◆ Exercise details
Reproduce the stretch of the review text from "John Cusack's performance" through "night. So be it.", substituting "sparks" for "fireflies".

◆ Study text
◆ ◆ ◆ ◆ ◆
Phenomenal achievement, really, as to lace them, oh, so integrally. I salute him, as Poe would have done in his days at West Point, which were mentioned in the movie along with his two loves; first his young cousin of a wife who died of Tuberculosis, first signs truly evident at the piano, as mentioned, and the other love, of his sweetheart, Sarah Elmira Royster. The $9 he was paid for his first publication was incited, his disdain for Longfellow, as well as a myriad of his actual prose of known works from, "The Murders in the Rue Morgue" all the way to "Annabel Lee"...which brought the killer into the labyrinth of the fiction element of this film. My heavens, they even included the last publicly known words of Poe, "Lord, help my poor soul."
John Cusack's performance was explosive! And his lines of the time I cherish so, were perfectly articulated with the passion they should be!
And not too many present-day special effects, except a close-up of a slow-moving bullet, which was actually a fabulous adornment.
C'est Magnifique is all I can say of this movie...of course I did close my eyes to the more bloody scenes, which flitted as fireflies on a summers night. So be it.
Oh yes, and I dearly loved these inscripted words to touch my heart, said by Cusack/Poe:
"If I would have known my work would have such an effect on people, I would have devoted more of my time to eroticism."
Well, my dear Edgar, how honored I am as to cover that for thee, in "My Secret Husband."
Most grateful to have had the opportunity to view this production. Truly, Angelina de Mourier
terrible waste of a terrific idea. for the un-initiated, Edgar Allan Poe was the original king daddy of horror stories. here his stories inspire a "twisted" imagination and the inspired killer starts to massacre people taking cues from the stories. there are problems galore. first of all the acting and the casting. this was a role which was tailor made for someone like Robert Downey Jr or even Edward Norton. John Cussack was a poor choice and he shouts and overacts his way through the movie. the script starts of well but then meanders and the "clues" given to Poe are stupid, mundane or so complicated that the viewer has to e intimately familiar with Poe's work to really appreciate them. much was expected from the team which contributed to V for Vendetta. but the movie is a spectacular let down.
*** This review may contain spoilers ***
This review is on the movie "The Raven," starring John Cusack, Luke
Evans, and Alice Eve. When I saw the previews for this film I was
automatically hook. I haven't read any of Edgar Allan Poe's novels, but
I have heard a lot of great things about them. The previews made the
movie look real catchy with a writer (Edgar Allan Poe) going after a
murderer that is mimicking his novels. Looked like a descent film and I
was excited to see it.
◆ ◆ ◆ ◆ ◆
◆ Dataset content
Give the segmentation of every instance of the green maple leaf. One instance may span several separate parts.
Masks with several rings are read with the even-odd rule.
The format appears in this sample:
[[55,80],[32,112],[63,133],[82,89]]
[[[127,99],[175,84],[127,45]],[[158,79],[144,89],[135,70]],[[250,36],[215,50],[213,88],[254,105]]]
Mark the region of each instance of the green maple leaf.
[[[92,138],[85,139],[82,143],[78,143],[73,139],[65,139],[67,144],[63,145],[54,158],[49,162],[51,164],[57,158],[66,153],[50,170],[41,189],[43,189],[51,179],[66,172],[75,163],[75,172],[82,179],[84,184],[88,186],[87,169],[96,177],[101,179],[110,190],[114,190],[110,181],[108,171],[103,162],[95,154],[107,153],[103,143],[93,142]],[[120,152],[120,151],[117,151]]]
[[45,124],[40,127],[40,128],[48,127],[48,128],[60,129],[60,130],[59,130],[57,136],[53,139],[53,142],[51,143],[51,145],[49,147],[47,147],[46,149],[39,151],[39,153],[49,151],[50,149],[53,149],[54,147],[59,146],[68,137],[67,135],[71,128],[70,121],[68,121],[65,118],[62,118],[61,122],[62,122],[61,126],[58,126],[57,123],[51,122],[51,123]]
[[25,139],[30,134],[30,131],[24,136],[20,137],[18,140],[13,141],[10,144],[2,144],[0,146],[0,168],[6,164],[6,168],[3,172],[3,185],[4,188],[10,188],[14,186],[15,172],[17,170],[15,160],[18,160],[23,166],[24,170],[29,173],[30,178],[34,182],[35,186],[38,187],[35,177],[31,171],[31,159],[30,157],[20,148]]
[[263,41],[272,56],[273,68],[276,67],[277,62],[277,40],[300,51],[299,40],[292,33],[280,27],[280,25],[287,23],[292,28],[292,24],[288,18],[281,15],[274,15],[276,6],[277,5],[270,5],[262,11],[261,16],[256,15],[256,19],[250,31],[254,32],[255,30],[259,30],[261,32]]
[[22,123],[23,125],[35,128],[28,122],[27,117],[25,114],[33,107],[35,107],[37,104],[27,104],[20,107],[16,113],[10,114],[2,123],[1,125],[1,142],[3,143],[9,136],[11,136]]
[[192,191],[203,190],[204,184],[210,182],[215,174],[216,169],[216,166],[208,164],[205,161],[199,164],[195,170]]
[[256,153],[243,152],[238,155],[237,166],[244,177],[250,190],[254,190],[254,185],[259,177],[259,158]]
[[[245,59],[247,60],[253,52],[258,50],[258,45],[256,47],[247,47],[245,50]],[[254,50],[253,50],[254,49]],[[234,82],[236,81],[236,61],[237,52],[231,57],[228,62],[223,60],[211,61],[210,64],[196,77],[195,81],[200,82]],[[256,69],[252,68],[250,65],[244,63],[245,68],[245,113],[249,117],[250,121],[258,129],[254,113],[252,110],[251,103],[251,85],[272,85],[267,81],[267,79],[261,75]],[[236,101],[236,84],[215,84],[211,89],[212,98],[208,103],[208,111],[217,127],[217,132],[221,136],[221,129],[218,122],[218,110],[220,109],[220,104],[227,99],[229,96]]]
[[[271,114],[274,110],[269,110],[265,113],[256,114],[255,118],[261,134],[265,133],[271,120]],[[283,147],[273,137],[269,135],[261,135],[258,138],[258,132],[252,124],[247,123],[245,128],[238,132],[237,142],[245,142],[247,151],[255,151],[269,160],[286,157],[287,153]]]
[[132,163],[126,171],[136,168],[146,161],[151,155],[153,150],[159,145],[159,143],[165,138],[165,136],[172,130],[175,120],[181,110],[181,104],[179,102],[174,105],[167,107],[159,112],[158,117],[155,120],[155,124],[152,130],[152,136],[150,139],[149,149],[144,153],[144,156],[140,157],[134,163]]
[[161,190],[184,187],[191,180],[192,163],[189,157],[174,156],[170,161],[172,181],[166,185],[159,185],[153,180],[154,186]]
◆ ◆ ◆ ◆ ◆
◆ Reply to the exercise
John Cusack's performance was explosive! And his lines of the time I cherish so, were perfectly articulated with the passion they should be!
And not too many present-day special effects, except a close-up of a slow-moving bullet, which was actually a fabulous adornment.
C'est Magnifique is all I can say of this movie...of course I did close my eyes to the more bloody scenes, which flitted as sparks on a summers night. So be it.